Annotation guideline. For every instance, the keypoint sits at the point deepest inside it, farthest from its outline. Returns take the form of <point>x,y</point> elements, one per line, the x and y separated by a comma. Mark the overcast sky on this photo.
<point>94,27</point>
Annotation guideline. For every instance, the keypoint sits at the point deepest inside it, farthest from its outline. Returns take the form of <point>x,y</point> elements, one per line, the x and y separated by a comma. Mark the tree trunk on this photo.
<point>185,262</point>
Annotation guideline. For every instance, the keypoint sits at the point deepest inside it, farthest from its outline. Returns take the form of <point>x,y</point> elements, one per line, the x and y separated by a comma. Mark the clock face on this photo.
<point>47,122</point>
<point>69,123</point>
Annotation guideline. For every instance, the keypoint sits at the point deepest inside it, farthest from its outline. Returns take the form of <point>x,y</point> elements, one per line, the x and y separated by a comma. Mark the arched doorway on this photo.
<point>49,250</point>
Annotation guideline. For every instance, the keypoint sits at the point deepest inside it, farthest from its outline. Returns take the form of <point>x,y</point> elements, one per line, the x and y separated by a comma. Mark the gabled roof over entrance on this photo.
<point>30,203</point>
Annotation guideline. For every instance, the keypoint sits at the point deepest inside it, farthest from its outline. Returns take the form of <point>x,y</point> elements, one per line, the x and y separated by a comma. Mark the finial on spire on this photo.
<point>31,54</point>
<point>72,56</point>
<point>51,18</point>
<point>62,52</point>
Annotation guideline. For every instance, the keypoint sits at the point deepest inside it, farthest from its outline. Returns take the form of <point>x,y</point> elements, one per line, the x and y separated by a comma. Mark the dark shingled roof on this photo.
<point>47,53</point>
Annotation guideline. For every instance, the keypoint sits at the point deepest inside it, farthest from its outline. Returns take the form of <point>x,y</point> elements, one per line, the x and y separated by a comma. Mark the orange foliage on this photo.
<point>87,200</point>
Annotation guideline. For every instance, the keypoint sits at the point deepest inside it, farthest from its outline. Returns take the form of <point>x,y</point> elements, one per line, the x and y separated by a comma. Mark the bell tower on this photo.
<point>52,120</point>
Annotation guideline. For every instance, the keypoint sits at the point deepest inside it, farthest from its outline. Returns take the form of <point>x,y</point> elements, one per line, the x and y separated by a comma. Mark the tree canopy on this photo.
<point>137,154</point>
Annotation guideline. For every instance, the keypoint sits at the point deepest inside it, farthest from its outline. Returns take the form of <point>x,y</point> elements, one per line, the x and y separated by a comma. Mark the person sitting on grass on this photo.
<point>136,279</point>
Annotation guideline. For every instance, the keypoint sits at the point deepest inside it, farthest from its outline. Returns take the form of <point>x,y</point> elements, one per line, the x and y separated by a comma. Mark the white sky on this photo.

- Task objective: Please write out all of the data above again, word for word.

- Output:
Annotation guideline. For every instance, the keypoint sits at the point deepest inside it, farthest from its outline. Returns take the form of <point>x,y</point> elements, one per line, the x and y separated by a comma. Mark the overcast sky on this photo.
<point>94,27</point>
Annotation guideline. For every instance, the keypoint sits at the point deepest inside it, farthest from its outline. Returns take the form of <point>x,y</point> elements, one per line, the x and y separated by a comma. Mark the tree trunk on this photo.
<point>185,262</point>
Annotation guideline. For every instance, the keypoint sits at the point deepest inside it, farthest from its outline. Returns take the form of <point>x,y</point> elements, one per line, the x and y separated by a comma. Mark the clock face on this photo.
<point>47,122</point>
<point>69,123</point>
Annotation guideline. For every instance, the keypoint sits at the point deepest inside it, farthest from its outline. Returns take the form of <point>x,y</point> elements, one per line, the x and y separated by a comma. Mark the arched doorway on this photo.
<point>49,250</point>
Annotation guideline. For every instance, the keypoint sits at the point deepest inside it, farthest from its outline. Returns take the form of <point>x,y</point> elements, one per line, the x and y separated by a comma. Mark the gabled roof over entrance on this photo.
<point>30,203</point>
Annotation guideline. For every instance, the keypoint sits at the point deepest inside it, farthest from its outline. Returns take the form of <point>x,y</point> elements, one per line, the x and y separated by a comma. Mark the finial on spire on this photo.
<point>31,54</point>
<point>72,56</point>
<point>51,18</point>
<point>62,52</point>
Annotation guideline. For every instance, the keypoint sits at the point deepest inside it, farthest from its outline. Returns take the form of <point>x,y</point> elements, one per line, the x and y separated by a comma. Mark the dark shingled roof on this photo.
<point>47,53</point>
Annotation guideline. For every instance, the keypoint sits at the point deepest inside it, farthest from its outline. Returns take the form of <point>x,y</point> elements, one per line, the x and y separated by a comma. Mark the orange foliage on this photo.
<point>87,200</point>
Annotation guideline. For every instance, the keypoint sits at the point deepest inside it, farthest from its outline. Returns take the form of <point>x,y</point> elements, one per line, the x and y separated by a comma. Mark the bell tower on this photo.
<point>52,120</point>
Annotation guideline. For every instance, the keypoint sits at the point deepest inside it, farthest from its outline. Returns take the form of <point>x,y</point> elements, one per line, the x and y separated by a comma. Mark the tree canopy on this photo.
<point>137,154</point>
Annotation guideline. For every instance, the keypoint sits at the point deepest inside it, farthest from its outline. Returns take the form of <point>x,y</point> elements, one per line, the x and y separated by a comma. Mark the person sitting on grass on this photo.
<point>136,279</point>
Annotation guideline. For every instance, the keypoint sits at the point deepest inside it, farthest from its outline. Returns take the form of <point>x,y</point> elements, one per line, the x and y separated by a comma. Mark the white sky on this photo.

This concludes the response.